◆ PROBLEM DETAILS ◆
Copy the items below word for word, from the line containing "Where can you spot the small black" up to and including the line containing "(1182, 487)".

** start **

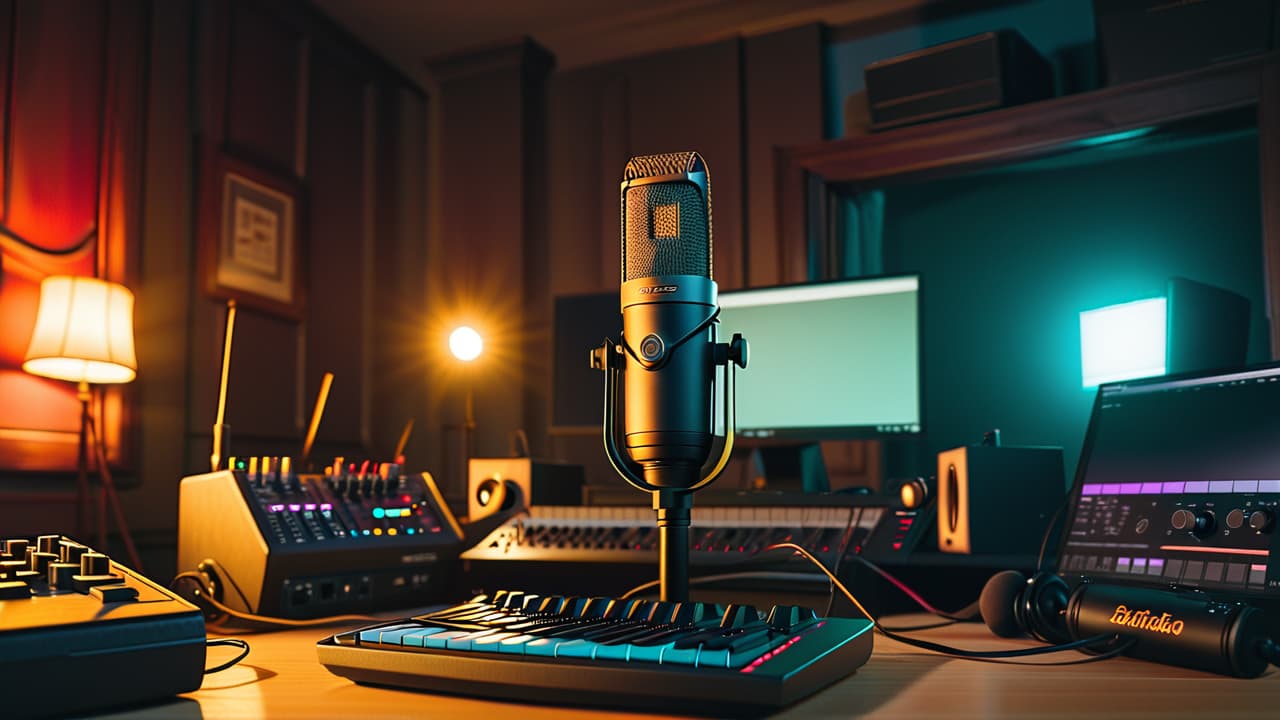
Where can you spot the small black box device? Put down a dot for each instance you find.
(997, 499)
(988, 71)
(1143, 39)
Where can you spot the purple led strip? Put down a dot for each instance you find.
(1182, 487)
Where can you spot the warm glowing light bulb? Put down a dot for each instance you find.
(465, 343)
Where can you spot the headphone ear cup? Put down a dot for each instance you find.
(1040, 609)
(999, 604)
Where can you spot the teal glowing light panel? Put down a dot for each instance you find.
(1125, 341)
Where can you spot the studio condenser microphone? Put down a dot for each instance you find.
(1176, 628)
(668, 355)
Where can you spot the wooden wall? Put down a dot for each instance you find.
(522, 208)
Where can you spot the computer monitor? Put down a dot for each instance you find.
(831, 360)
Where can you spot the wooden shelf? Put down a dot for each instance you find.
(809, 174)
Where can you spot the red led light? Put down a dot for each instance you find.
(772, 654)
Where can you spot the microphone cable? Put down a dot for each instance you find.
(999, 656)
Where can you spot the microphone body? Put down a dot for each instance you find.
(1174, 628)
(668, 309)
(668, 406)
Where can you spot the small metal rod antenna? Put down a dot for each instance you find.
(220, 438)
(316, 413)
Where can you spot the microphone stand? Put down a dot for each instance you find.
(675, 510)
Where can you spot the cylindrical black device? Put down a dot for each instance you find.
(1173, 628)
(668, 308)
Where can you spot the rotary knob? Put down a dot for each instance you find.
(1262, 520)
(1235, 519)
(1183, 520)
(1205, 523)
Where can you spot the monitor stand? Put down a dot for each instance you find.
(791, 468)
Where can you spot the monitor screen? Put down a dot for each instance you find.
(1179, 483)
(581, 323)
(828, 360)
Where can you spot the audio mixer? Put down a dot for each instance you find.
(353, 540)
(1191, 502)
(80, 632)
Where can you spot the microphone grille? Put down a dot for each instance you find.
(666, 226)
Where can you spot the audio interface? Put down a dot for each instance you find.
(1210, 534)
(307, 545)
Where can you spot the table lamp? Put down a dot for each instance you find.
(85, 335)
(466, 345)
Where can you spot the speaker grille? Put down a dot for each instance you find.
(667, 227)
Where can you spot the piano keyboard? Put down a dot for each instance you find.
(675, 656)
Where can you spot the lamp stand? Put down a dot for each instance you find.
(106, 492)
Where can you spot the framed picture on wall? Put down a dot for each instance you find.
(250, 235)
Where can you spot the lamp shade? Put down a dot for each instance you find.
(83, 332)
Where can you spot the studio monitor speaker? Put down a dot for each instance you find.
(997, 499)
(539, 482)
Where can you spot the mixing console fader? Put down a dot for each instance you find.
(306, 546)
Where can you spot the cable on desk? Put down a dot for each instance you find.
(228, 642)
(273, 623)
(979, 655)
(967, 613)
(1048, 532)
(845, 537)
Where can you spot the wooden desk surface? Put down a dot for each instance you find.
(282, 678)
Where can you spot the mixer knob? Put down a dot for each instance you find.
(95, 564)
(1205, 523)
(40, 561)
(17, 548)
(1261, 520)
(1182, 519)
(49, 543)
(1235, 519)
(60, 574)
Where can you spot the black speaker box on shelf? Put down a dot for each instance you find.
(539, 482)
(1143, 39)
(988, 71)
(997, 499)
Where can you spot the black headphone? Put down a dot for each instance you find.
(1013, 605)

** end **
** start **

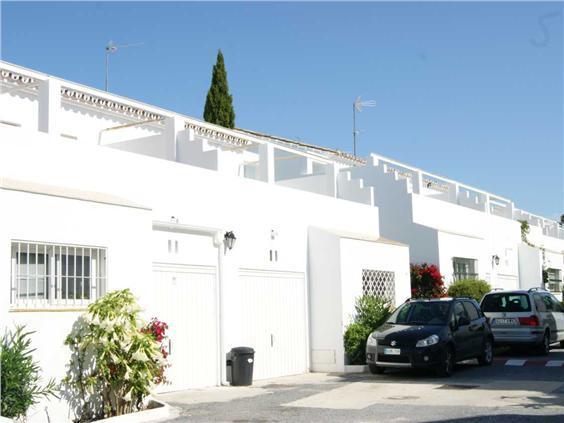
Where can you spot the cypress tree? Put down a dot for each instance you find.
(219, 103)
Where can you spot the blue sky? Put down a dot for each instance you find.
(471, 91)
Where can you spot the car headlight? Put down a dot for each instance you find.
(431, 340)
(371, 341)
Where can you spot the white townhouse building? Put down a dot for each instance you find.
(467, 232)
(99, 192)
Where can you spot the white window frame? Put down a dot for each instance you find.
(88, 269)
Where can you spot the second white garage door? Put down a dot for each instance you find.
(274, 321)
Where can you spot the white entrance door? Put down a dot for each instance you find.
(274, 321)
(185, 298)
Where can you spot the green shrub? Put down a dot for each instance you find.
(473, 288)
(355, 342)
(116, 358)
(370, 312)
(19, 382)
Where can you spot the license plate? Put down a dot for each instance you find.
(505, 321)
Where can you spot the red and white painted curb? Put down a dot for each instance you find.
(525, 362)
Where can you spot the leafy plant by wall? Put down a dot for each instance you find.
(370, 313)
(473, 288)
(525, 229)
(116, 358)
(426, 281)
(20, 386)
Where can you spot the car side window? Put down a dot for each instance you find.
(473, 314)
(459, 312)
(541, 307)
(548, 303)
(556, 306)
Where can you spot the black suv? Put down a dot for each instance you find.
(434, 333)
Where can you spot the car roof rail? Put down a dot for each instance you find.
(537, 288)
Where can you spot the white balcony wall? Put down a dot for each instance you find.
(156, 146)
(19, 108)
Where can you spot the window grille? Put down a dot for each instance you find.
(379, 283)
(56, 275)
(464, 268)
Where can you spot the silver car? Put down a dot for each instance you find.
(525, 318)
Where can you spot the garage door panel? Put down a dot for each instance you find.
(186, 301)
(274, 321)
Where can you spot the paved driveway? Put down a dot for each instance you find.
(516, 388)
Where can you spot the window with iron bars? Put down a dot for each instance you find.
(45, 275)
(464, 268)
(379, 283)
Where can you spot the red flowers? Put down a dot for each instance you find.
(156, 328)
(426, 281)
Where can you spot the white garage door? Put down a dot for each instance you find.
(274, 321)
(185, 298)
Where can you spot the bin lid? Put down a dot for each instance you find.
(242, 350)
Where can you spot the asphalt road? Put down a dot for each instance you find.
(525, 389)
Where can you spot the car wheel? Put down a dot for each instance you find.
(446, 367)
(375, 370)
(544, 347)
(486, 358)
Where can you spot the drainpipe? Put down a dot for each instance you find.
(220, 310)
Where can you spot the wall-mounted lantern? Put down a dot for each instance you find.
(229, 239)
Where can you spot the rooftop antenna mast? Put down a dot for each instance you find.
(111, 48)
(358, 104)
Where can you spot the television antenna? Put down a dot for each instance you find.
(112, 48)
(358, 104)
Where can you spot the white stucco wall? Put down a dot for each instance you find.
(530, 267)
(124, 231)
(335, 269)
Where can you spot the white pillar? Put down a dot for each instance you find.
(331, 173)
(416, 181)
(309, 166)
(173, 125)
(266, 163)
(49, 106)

** end **

◆ TASK RESULT ◆
Where can you spot the small black box device? Put down a dot for each instance you find.
(997, 499)
(988, 71)
(1143, 39)
Where can you spot the purple led strip? Put down a dot for each instance you find.
(1182, 487)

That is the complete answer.